Point localization data -
----
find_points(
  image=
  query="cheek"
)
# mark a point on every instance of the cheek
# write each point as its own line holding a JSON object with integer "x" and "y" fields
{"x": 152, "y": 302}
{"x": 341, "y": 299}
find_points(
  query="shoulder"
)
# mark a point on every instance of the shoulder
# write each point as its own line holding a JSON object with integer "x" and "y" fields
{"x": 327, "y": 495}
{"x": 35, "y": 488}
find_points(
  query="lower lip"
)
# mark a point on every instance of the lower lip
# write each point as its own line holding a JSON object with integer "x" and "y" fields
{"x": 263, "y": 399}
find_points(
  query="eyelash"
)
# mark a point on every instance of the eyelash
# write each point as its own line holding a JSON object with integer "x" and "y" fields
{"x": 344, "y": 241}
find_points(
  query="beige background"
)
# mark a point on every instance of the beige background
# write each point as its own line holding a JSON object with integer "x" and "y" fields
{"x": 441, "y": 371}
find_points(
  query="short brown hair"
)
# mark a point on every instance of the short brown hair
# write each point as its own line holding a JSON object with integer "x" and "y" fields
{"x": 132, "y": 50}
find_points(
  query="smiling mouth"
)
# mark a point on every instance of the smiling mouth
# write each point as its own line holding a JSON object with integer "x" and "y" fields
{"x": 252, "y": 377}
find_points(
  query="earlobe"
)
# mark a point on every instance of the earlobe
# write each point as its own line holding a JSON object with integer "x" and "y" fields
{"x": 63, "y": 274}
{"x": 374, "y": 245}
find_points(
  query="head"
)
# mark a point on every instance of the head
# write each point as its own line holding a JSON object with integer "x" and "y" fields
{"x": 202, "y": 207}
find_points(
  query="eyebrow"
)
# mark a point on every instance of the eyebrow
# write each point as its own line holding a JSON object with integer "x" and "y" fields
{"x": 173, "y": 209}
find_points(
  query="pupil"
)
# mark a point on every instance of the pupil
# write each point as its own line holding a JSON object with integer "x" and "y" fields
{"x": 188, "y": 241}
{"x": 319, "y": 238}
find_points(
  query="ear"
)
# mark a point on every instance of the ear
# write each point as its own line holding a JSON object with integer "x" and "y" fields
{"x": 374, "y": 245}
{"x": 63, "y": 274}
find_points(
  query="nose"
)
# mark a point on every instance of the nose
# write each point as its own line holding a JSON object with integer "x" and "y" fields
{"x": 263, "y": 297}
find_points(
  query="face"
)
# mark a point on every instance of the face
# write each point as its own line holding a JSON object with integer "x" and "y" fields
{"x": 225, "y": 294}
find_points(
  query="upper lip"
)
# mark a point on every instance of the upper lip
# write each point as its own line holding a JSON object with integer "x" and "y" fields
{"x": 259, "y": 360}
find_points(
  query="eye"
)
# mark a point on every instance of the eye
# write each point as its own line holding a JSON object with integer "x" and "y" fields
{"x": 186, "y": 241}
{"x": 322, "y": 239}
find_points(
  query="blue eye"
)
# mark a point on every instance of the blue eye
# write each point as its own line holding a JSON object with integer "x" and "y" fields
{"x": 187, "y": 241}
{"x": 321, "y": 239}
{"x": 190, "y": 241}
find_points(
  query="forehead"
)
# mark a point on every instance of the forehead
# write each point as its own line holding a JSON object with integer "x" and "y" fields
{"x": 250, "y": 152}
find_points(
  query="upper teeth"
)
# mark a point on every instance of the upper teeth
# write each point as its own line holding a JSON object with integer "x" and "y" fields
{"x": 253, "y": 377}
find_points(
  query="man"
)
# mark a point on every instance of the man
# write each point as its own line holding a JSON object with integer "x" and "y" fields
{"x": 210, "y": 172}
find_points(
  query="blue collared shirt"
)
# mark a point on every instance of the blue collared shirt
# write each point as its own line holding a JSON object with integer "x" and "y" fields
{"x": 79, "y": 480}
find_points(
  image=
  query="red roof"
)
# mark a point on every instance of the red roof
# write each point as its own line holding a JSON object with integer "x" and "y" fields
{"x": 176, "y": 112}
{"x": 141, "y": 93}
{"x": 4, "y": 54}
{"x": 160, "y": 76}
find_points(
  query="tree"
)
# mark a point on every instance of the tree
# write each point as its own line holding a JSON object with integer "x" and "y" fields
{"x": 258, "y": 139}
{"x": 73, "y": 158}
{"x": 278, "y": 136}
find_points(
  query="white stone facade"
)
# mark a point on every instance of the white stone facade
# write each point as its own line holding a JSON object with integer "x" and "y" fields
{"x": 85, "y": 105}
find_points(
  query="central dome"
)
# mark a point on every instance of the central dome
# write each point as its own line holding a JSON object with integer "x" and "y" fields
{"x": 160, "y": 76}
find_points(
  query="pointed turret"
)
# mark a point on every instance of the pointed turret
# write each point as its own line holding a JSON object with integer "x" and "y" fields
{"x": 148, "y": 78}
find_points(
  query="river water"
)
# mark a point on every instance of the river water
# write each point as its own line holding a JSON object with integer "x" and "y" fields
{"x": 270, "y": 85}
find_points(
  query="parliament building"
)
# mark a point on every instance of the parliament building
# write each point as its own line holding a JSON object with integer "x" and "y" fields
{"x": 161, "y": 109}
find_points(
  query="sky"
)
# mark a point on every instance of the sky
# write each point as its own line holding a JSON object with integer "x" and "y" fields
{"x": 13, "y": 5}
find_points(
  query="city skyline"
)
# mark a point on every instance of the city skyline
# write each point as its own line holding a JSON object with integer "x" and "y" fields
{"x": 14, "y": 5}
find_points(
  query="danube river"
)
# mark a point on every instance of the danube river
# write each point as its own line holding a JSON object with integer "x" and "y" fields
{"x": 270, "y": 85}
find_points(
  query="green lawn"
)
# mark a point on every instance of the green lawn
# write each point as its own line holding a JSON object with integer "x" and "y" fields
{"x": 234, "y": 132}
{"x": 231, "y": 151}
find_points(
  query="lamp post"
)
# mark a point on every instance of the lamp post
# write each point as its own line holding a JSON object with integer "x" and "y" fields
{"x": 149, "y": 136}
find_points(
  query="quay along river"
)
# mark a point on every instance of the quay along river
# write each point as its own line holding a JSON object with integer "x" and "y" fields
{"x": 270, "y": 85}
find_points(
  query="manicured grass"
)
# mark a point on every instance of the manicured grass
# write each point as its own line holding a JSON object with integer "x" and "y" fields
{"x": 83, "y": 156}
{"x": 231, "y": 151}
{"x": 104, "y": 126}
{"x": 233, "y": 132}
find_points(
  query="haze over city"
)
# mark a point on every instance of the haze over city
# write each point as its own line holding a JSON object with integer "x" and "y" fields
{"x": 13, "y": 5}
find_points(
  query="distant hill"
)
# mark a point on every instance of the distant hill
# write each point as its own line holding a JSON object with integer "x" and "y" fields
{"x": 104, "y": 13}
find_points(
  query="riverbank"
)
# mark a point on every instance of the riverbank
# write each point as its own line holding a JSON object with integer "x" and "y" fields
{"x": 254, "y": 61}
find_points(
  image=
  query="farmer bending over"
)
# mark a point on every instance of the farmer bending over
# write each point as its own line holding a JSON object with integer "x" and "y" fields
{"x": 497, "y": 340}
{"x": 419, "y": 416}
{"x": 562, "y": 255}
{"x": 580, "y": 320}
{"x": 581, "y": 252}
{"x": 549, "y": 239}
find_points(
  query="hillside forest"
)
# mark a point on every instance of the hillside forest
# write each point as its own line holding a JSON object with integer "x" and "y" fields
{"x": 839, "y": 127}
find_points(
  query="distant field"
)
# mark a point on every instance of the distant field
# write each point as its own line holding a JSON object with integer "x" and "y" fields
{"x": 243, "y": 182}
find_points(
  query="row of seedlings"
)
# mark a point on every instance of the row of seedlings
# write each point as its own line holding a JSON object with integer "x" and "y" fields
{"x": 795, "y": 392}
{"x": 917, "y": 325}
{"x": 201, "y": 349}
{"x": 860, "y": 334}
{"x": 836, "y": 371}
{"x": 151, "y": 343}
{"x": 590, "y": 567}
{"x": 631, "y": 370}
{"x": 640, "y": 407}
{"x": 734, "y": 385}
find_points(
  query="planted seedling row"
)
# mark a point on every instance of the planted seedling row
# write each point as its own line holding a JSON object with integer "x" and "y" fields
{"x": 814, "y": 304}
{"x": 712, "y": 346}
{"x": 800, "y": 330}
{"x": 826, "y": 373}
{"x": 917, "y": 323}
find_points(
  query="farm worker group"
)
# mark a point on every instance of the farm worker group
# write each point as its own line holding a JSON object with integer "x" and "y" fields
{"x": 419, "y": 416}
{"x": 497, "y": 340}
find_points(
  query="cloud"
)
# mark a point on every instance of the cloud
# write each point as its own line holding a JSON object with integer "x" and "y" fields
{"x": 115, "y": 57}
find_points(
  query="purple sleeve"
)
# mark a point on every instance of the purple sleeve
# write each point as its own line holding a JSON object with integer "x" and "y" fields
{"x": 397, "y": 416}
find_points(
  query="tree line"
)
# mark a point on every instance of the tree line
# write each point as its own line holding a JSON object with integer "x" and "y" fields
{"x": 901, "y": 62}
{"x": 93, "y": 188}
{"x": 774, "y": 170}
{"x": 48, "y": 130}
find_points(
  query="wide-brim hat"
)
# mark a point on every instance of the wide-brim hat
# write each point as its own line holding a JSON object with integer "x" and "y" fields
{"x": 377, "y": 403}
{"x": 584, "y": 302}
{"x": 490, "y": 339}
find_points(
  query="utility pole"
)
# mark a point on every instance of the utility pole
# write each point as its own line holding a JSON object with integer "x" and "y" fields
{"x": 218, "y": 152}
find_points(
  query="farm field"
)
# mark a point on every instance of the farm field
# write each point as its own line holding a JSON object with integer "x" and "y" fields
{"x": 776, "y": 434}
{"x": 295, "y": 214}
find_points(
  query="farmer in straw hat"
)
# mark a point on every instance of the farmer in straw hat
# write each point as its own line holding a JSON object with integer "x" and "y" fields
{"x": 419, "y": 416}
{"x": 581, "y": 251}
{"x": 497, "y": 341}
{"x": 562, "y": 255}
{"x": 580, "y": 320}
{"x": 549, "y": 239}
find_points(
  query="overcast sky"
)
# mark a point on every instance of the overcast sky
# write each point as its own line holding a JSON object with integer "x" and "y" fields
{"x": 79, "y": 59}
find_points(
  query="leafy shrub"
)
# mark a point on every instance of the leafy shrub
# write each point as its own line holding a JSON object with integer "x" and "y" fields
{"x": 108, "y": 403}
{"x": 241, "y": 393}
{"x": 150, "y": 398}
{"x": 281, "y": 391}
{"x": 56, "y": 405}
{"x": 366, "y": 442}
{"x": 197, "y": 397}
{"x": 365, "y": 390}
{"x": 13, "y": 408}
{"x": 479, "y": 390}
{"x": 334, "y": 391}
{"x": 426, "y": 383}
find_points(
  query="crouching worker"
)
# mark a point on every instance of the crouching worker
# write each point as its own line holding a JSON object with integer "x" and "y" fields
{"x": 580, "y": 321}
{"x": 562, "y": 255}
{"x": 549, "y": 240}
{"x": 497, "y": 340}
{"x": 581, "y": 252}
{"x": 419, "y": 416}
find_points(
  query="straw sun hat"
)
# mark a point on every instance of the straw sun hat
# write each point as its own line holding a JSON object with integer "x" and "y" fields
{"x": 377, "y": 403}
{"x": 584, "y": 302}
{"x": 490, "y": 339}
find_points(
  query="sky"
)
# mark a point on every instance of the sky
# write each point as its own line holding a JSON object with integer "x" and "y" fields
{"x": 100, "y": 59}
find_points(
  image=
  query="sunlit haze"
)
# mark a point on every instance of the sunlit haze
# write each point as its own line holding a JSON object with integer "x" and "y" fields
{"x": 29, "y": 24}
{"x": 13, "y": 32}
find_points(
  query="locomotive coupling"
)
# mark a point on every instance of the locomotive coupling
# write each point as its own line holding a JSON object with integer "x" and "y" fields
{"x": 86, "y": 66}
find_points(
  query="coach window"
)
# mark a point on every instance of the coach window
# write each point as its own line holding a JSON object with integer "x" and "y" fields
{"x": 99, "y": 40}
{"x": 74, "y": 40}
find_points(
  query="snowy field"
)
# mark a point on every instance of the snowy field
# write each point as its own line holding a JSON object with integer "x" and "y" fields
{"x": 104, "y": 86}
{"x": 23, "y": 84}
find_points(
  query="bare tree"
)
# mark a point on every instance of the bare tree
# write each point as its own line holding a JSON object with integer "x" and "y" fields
----
EXERCISE GOAL -
Work out how many lines contain the word "hair" in the records, and answer with the number only.

WRITTEN RESPONSE -
2